**Goal of the exercise**
Render every line of the records below as a numbered list, skipping blank lines and omitting the pictures.

**Task material**
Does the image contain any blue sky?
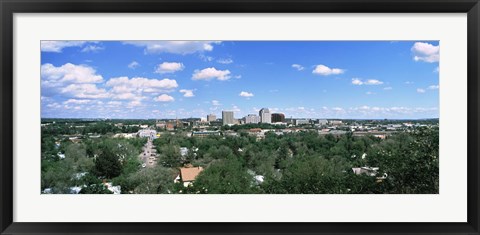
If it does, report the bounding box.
[40,41,439,119]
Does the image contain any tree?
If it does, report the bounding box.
[367,128,439,194]
[95,147,122,179]
[191,157,256,194]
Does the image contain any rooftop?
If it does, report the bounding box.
[180,166,203,182]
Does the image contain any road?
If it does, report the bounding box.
[139,138,158,167]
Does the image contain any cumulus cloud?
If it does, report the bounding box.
[63,99,92,104]
[60,84,109,99]
[180,89,195,97]
[352,78,363,85]
[40,41,87,53]
[124,41,220,55]
[82,44,105,52]
[153,94,175,102]
[192,67,231,81]
[238,91,253,98]
[411,42,440,63]
[217,58,233,64]
[292,64,305,71]
[40,63,103,87]
[128,61,140,69]
[155,62,185,74]
[352,78,383,86]
[105,77,178,93]
[312,64,345,76]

**The reply**
1. Does the image contain any blue sky?
2. If it does, report the bounding box.
3. [40,41,439,119]
4. Does the image contain any tree?
5. If it does, report the bounding box.
6. [367,128,439,194]
7. [95,147,122,179]
8. [191,157,256,194]
9. Does the image contain any rooftop?
10. If it does, report the bounding box.
11. [180,166,203,182]
12. Does the image contain any road?
13. If it does, report the bounding box.
14. [139,138,158,167]
15. Does the image contain any cumulus cloud?
16. If it does, report the bounding box.
17. [63,99,92,104]
18. [60,84,109,99]
19. [180,89,195,97]
20. [352,78,363,85]
21. [40,41,87,53]
22. [124,41,220,55]
23. [82,44,105,52]
24. [153,94,175,102]
25. [192,67,231,81]
26. [238,91,253,98]
27. [411,42,440,63]
28. [217,58,233,64]
29. [292,64,305,71]
30. [40,63,103,87]
31. [128,61,140,69]
32. [155,62,185,74]
33. [352,78,383,86]
34. [105,77,178,93]
35. [312,64,345,76]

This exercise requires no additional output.